++++ TEXTE À LIRE ++++
Comme je ne dors plus dans les vestiaires, le basketball, c’est fini. Plus le temps, avec l’école, je n’ai plus le temps. Je voudrais mon bac mais l’école aussi, c’est fini maintenant. Il a fallu encore déménager, changer de lycée 6 mois avant le bac. J’ai tout lâché. Là-bas, il n’y avait que des Arabes et puis après il n’y avait que des Blancs. Comme si les Noirs disparaissaient de l’école alors qu’il y en a plein dans les rues de Paris. Je ne comprends pas. On dirait que l’école les mange puis les recrache dans les rues du 10ème arrondissement.  Je ne suis pas si différent, au final. Je voulais mon bac avec mention, je voulais jouer au basket, j’ai travaillé et puis j’ai abandonné. Parce que je vieillis : je suis réfugié maintenant, j’ai 20 ans, je n’ai plus le temps. Je dois gagner ma vie.
++++
__TRAVAIL À FAIRE__.
1/ Reformulez sous forme de liste le paragraphe du texte qui commence par « Je ne suis pas si différent », en conservant ses faits principaux.
2/ Répondez brièvement à ces questions sur le texte.
(a) Combien de mois avant le bac a-t-il fallu changer de lycée ?
(b) Quel sport est évoqué au début du texte ?
(c) Quel âge a la personne qui parle ?
++++ EXTRAIT DE DONNÉES ++++
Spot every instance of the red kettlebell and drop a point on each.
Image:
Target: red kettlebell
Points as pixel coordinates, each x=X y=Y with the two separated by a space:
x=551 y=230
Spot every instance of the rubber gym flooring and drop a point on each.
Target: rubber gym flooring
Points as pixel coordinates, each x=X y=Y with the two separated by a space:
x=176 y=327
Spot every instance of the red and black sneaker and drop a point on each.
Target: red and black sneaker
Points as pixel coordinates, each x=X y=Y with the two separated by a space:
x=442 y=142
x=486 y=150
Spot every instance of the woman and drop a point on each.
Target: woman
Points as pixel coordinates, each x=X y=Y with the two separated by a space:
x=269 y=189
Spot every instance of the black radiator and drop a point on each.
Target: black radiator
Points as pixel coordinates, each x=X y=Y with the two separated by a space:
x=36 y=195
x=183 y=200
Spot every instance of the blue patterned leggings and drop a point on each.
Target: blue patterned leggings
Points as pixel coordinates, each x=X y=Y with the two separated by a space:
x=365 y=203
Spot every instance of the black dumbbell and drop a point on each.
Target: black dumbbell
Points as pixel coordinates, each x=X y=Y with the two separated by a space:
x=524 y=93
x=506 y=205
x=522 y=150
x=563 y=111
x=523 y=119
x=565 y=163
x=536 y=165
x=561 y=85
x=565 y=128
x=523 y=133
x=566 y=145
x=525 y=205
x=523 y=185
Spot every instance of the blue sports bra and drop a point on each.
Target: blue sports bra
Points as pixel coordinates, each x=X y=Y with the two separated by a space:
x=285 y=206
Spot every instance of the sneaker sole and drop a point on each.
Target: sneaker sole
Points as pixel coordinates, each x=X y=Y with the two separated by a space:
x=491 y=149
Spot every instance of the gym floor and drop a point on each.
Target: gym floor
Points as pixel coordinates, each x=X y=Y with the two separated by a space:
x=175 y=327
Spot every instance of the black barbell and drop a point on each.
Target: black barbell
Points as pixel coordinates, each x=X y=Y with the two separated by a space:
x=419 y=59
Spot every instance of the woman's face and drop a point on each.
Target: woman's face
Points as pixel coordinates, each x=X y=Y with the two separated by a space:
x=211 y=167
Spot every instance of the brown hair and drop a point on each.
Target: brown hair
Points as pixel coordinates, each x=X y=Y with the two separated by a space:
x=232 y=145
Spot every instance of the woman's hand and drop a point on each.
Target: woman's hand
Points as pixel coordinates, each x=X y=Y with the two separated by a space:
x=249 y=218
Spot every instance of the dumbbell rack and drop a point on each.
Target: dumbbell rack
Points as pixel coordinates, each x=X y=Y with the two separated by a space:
++++
__RÉPONSES AUX CONSIGNES__.
1/
- Je voulais obtenir mon bac avec mention et jouer au basket.
- J'ai travaillé, puis j'ai abandonné.
- Je suis réfugié et j'ai 20 ans.
- Je n'ai plus le temps, je dois gagner ma vie.

2/
(a) 6 mois.
(b) Le basketball.
(c) 20 ans.